PROBLEM DETAILS:
Repeat word for word the lines of the rows starting at the line that contains "of the bookshelf" and running through the last line of the rows, both ends included.

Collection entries
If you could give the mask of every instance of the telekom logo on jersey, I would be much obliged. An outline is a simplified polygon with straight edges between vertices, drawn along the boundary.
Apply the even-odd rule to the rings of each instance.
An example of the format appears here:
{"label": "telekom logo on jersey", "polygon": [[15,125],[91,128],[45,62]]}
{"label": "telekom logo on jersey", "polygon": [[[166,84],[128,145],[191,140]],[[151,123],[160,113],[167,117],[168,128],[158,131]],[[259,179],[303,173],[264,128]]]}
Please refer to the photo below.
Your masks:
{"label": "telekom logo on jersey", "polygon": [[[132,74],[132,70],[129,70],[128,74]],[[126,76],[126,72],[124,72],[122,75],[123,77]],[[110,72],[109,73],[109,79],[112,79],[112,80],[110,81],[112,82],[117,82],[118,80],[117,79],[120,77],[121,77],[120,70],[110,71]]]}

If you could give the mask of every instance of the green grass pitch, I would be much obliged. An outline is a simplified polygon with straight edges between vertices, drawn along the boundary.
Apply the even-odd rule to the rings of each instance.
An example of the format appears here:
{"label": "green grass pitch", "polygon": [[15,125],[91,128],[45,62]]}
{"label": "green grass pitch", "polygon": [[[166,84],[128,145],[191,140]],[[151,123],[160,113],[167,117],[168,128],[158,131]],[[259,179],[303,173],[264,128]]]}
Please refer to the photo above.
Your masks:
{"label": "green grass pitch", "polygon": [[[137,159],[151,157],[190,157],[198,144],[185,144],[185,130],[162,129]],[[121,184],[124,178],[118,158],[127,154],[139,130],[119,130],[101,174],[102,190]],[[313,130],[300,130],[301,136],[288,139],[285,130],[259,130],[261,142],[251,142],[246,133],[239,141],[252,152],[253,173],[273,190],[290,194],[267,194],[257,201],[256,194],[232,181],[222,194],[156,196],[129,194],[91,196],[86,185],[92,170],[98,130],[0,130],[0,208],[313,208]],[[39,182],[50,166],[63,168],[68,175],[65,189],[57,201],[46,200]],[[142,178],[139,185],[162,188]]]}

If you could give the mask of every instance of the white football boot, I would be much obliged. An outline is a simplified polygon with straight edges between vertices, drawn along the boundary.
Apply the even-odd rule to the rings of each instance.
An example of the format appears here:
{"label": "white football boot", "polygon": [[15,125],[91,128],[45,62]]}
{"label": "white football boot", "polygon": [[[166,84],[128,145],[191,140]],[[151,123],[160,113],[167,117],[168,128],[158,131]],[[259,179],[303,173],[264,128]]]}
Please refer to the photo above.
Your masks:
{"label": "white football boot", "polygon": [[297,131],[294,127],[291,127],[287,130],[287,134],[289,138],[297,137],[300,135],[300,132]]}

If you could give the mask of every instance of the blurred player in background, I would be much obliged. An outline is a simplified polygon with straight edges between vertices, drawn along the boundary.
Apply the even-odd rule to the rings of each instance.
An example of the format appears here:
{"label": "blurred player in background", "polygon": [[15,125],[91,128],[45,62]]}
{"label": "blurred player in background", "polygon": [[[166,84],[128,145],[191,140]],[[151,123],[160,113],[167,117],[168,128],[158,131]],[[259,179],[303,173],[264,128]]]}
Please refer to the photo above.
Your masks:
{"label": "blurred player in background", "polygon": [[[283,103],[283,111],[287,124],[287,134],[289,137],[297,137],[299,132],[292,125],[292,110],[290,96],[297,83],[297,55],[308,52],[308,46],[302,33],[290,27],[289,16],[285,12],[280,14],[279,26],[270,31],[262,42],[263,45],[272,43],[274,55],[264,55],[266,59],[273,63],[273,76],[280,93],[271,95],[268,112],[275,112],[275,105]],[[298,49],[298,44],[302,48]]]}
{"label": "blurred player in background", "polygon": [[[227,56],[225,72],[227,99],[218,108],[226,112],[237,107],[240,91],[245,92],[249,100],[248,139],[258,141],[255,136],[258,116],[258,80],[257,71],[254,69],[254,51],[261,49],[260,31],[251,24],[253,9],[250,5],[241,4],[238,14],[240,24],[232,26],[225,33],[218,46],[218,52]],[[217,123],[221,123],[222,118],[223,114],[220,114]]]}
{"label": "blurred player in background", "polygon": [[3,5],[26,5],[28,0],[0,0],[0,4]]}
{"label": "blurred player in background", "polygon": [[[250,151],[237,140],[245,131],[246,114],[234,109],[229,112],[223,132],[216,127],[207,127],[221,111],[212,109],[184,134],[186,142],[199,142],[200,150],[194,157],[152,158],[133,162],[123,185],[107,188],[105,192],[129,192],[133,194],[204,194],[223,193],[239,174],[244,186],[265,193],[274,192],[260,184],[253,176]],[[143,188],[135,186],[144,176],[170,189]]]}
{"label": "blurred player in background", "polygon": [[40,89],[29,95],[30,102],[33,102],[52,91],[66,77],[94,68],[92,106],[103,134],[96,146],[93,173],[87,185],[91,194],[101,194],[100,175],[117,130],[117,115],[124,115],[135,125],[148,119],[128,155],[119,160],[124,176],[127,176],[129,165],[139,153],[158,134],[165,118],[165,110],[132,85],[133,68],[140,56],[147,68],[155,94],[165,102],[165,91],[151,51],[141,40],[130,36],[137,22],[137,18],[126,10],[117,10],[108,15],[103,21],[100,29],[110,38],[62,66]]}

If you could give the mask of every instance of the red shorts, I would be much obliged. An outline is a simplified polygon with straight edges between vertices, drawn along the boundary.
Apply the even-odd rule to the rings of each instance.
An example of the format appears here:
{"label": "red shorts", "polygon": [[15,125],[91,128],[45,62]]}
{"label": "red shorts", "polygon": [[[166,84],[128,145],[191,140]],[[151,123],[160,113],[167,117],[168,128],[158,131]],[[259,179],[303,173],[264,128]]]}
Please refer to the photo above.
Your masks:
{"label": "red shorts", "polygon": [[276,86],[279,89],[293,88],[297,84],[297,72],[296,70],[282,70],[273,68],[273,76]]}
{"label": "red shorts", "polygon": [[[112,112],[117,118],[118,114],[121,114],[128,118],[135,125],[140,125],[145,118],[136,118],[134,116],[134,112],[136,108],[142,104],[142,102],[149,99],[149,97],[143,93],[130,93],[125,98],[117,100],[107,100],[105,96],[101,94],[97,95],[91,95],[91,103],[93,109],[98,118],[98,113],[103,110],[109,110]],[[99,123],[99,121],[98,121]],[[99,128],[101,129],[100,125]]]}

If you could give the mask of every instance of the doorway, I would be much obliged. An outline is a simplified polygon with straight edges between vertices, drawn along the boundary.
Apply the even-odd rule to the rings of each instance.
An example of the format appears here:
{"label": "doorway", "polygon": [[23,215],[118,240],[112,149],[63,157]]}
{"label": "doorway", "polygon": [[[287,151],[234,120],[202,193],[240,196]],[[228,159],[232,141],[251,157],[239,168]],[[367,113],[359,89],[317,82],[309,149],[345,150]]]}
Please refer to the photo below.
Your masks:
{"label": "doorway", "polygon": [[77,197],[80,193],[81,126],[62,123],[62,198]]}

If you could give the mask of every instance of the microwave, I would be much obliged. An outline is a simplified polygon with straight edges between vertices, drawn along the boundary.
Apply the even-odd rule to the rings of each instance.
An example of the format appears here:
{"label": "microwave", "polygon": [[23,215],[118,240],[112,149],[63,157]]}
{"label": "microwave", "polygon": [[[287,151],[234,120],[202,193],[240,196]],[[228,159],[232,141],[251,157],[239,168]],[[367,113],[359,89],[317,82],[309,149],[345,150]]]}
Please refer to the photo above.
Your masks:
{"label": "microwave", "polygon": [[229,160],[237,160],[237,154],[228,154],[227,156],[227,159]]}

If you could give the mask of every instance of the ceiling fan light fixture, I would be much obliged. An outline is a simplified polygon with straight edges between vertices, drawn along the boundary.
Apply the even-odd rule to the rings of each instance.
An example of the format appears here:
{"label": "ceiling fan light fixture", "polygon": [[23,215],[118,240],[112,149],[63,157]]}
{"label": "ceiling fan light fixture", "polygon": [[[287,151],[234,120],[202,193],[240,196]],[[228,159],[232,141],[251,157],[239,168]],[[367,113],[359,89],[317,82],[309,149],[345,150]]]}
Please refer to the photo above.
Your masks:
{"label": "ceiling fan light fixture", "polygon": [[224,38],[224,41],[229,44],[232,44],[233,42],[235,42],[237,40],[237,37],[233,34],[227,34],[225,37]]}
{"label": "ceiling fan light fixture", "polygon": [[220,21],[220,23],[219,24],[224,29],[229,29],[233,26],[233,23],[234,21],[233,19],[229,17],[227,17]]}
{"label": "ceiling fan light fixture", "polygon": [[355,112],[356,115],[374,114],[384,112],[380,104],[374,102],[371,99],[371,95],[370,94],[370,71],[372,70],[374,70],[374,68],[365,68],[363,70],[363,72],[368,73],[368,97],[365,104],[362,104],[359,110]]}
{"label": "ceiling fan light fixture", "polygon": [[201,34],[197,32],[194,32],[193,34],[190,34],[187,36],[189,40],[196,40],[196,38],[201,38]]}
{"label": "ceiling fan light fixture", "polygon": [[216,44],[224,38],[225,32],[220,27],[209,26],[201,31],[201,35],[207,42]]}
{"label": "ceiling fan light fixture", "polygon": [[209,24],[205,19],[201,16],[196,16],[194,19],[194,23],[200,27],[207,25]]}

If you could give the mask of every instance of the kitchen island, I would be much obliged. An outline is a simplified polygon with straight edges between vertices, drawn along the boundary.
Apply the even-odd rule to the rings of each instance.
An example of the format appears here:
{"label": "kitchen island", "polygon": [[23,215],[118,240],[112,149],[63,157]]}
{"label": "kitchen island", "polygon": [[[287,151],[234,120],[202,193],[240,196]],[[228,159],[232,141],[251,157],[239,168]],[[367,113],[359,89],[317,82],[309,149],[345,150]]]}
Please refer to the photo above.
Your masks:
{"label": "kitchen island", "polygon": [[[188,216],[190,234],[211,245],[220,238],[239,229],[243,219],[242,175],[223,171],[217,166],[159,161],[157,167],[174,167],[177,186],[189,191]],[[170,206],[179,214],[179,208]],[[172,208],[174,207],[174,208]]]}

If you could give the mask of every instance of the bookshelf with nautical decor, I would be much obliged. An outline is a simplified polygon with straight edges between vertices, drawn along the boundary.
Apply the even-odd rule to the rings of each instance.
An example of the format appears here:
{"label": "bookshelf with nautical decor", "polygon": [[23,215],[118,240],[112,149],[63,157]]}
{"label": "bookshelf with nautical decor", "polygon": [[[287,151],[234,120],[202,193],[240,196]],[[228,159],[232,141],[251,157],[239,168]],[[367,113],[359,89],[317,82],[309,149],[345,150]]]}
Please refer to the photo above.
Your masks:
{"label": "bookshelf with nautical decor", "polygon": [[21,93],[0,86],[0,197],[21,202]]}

CORRECT RESPONSE:
If you could give the mask of every instance of the bookshelf with nautical decor, I would be much obliged. An outline is a simplified polygon with straight edges between vertices, drawn along the boundary.
Apply the even-odd rule to the rings of each instance.
An example of the format appears here:
{"label": "bookshelf with nautical decor", "polygon": [[23,215],[118,240],[112,149],[63,157]]}
{"label": "bookshelf with nautical decor", "polygon": [[[287,151],[234,120],[202,193],[240,196]],[[228,159],[232,141],[251,157],[239,168]],[[367,113],[359,89],[317,82],[309,149],[345,150]]]}
Please refer to the photo above.
Your masks:
{"label": "bookshelf with nautical decor", "polygon": [[21,93],[0,86],[0,197],[21,202]]}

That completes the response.